### Exercise brief
Your job is to retype the records exactly while dropping every picture.

### Supplied data
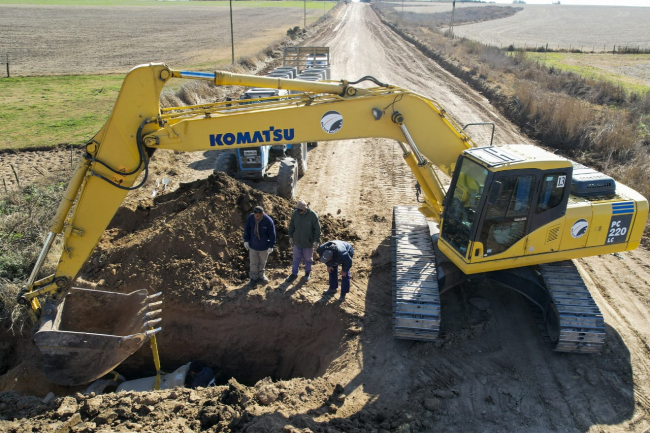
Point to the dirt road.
(490, 371)
(502, 376)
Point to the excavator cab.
(494, 203)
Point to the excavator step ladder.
(416, 301)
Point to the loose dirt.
(336, 367)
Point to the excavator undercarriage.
(565, 313)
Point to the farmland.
(84, 67)
(586, 28)
(112, 39)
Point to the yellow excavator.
(515, 214)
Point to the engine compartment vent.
(588, 182)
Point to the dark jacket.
(304, 229)
(267, 233)
(343, 253)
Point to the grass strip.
(46, 111)
(595, 66)
(236, 4)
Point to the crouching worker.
(259, 240)
(335, 254)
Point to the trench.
(246, 339)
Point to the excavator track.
(416, 300)
(581, 327)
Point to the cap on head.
(327, 256)
(301, 205)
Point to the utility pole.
(232, 36)
(451, 23)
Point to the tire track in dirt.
(495, 359)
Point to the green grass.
(591, 69)
(236, 4)
(46, 111)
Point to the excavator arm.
(116, 161)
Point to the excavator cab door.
(506, 218)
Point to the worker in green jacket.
(304, 236)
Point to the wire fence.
(583, 48)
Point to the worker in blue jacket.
(335, 254)
(259, 240)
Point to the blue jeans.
(334, 280)
(298, 255)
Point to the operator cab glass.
(498, 209)
(463, 204)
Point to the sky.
(586, 2)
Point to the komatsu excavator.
(515, 214)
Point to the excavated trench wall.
(248, 338)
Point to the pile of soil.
(190, 241)
(188, 244)
(265, 407)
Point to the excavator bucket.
(92, 331)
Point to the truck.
(258, 164)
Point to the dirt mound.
(233, 407)
(190, 241)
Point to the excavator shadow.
(492, 348)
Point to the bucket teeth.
(91, 332)
(152, 314)
(150, 323)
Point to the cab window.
(552, 192)
(506, 219)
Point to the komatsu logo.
(271, 134)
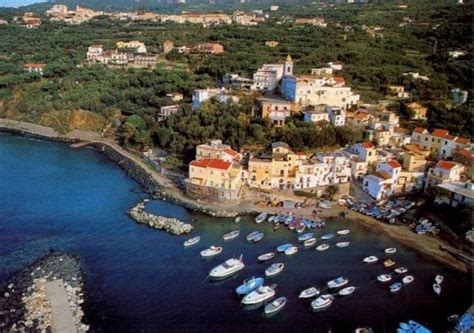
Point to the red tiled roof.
(211, 163)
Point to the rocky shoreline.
(24, 304)
(171, 225)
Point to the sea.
(139, 279)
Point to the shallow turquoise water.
(142, 280)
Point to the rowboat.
(192, 241)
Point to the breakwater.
(171, 225)
(24, 302)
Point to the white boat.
(276, 305)
(192, 241)
(408, 279)
(337, 283)
(231, 235)
(322, 302)
(274, 269)
(370, 259)
(266, 256)
(290, 251)
(384, 277)
(309, 293)
(346, 291)
(401, 270)
(390, 250)
(259, 295)
(212, 251)
(322, 247)
(309, 242)
(228, 268)
(260, 218)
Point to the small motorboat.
(192, 241)
(231, 235)
(370, 259)
(228, 268)
(291, 251)
(309, 293)
(211, 252)
(274, 269)
(327, 236)
(305, 237)
(249, 285)
(260, 218)
(390, 250)
(322, 247)
(395, 287)
(346, 291)
(408, 279)
(322, 302)
(388, 263)
(276, 305)
(259, 295)
(284, 247)
(337, 283)
(384, 278)
(266, 256)
(401, 270)
(309, 242)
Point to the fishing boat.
(401, 270)
(384, 277)
(276, 305)
(260, 218)
(408, 279)
(211, 252)
(266, 256)
(388, 263)
(390, 250)
(346, 291)
(322, 247)
(284, 247)
(291, 251)
(192, 241)
(337, 283)
(370, 259)
(395, 287)
(231, 235)
(274, 269)
(309, 293)
(249, 285)
(305, 237)
(322, 302)
(343, 232)
(309, 242)
(228, 268)
(259, 295)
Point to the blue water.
(143, 280)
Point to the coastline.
(160, 186)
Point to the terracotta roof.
(211, 163)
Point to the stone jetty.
(171, 225)
(25, 304)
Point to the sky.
(18, 3)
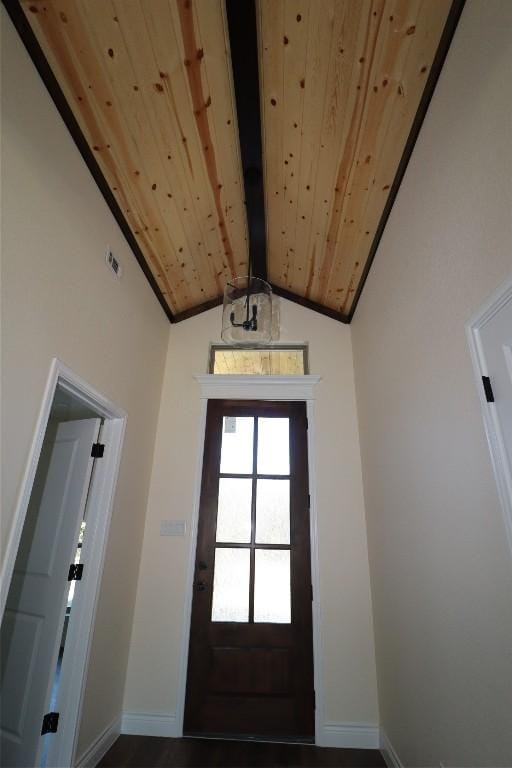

### Output for this task
Point to the dirt road.
(490, 371)
(502, 376)
Point to the excavator cab.
(494, 203)
Point to the excavator step ladder.
(416, 301)
Point to the loose dirt.
(336, 367)
Point to the excavator undercarriage.
(565, 313)
Point to the farmland.
(84, 67)
(586, 28)
(112, 39)
Point to the yellow excavator.
(515, 214)
Point to the engine compartment vent.
(588, 182)
Point to the dark jacket.
(304, 229)
(267, 233)
(343, 253)
Point to the grass strip.
(46, 111)
(595, 66)
(236, 4)
Point to the crouching worker.
(259, 240)
(335, 254)
Point to the trench.
(246, 339)
Point to the excavator track.
(416, 300)
(581, 327)
Point to the cap on head.
(327, 256)
(301, 205)
Point to the utility pole.
(232, 36)
(451, 23)
Point to the tire track in dirt.
(495, 359)
Point to the green grass.
(591, 69)
(236, 4)
(46, 111)
Point to the excavator arm.
(116, 161)
Point to the excavator cab door.
(506, 218)
Point to the worker in green jacket.
(304, 236)
Point to the wire fence.
(583, 48)
Point to the worker in blue jacket.
(335, 254)
(259, 240)
Point to the blue jeans.
(334, 280)
(298, 255)
Point to the operator cab glass.
(498, 209)
(463, 204)
Point to the sky.
(586, 2)
Point to the komatsu excavator.
(515, 214)
Point to the excavated trench wall.
(248, 338)
Point to the pile of soil.
(190, 241)
(188, 244)
(265, 407)
Point to the excavator bucket.
(92, 331)
Point to the truck.
(258, 164)
Point to the dirt mound.
(233, 407)
(190, 241)
Point to the excavator shadow.
(492, 348)
Point to the bucket teeth.
(91, 332)
(152, 314)
(150, 323)
Point to the cab window.
(552, 192)
(506, 219)
Point to the komatsu logo.
(271, 134)
Point to the red tiled roof.
(211, 163)
Point to the rocky shoreline.
(24, 304)
(171, 225)
Point to the sea.
(139, 279)
Point to the shallow turquoise water.
(142, 280)
Point to the rowboat.
(192, 241)
Point to the breakwater.
(171, 225)
(24, 302)
Point to the white boat.
(276, 305)
(192, 241)
(408, 279)
(337, 283)
(231, 235)
(322, 302)
(274, 269)
(370, 259)
(266, 256)
(290, 251)
(384, 277)
(309, 293)
(346, 291)
(401, 270)
(390, 250)
(259, 295)
(212, 251)
(322, 247)
(309, 242)
(228, 268)
(260, 218)
Point to the small motorboat.
(192, 241)
(231, 235)
(370, 259)
(228, 268)
(291, 251)
(309, 293)
(211, 252)
(274, 269)
(327, 236)
(305, 237)
(249, 285)
(260, 218)
(390, 250)
(322, 247)
(395, 287)
(346, 291)
(408, 279)
(322, 302)
(388, 263)
(276, 305)
(259, 295)
(284, 247)
(337, 283)
(384, 278)
(266, 256)
(401, 270)
(309, 242)
Point to the fishing boat.
(401, 270)
(384, 277)
(276, 305)
(260, 218)
(408, 279)
(211, 252)
(266, 256)
(388, 263)
(390, 250)
(346, 291)
(322, 247)
(284, 247)
(291, 251)
(192, 241)
(337, 283)
(370, 259)
(395, 287)
(231, 235)
(274, 269)
(309, 293)
(249, 285)
(305, 237)
(322, 302)
(343, 232)
(309, 242)
(228, 268)
(259, 295)
Point to the blue water.
(143, 280)
Point to the coastline.
(160, 186)
Point to the terracotta roof.
(211, 163)
Point to the stone jetty.
(171, 225)
(25, 304)
Point to the sky.
(18, 3)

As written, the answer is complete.